■ STATED GOAL:
In the passage about the Mother's body, which two factors does Sri Aurobindo say alone matter in the Avatar's life?
─── GIVEN PASSAGE
In 1972 she said: "It is becoming terrible. It is like a pressure, a frightful pressure to bring about the desired progress. I feel it in myself for my body. But my body is not afraid, it says: 'Very well, if I am to end, it is the end.' Every minute it is like that: the true thing or the end. The body knows that this is the way for the supramental body to be formed. It must be wholly under the influence of the Divine..."¹ The formation of the supramental body: there is no mistaking the goal envisioned and sought. What was held in some doubt a few years earlier was simply whether the goal would be reached. In 1969 we get a glimpse of the sensitive situation. She states about her body's future: "(... as if the world put the question) Will it continue or will it get dissolved?... But the body knows that it has been decided, and that it is not to be told to the body. It accepts, it is not impatient, it accepts, it says, 'It is all right, it is as Thou wilt'...." Obviously, a little before 17 November 1973 the body must have been told the final decision of the Divine, the Mother's own highest transcendent self — a decision guided by the two factors which, according to Sri Aurobindo,² alone matter in the Avatar's life and alone mould it: the Truth above which has to be manifested and the need of the world-play below.
──────
─── SUPPLIED ENTRIES
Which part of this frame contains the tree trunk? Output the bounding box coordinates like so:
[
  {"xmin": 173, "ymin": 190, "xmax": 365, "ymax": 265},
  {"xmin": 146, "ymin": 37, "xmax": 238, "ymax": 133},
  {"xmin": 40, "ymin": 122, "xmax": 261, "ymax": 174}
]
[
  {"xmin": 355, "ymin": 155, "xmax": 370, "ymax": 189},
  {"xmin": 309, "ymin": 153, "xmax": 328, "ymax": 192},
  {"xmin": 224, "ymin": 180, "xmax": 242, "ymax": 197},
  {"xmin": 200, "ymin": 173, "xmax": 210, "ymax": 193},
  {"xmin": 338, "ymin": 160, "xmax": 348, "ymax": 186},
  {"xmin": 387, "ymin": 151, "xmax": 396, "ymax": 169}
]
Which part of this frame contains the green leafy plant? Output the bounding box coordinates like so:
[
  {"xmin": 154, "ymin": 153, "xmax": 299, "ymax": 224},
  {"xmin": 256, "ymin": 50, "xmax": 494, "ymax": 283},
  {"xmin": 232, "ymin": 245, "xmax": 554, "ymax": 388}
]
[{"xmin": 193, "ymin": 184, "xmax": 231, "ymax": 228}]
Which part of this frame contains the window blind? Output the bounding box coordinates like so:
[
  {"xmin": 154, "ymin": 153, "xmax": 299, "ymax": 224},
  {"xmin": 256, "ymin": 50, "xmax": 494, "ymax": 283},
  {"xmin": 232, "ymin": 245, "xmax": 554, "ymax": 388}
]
──────
■ SOLUTION:
The Truth above which has to be manifested and the need of the world-play below.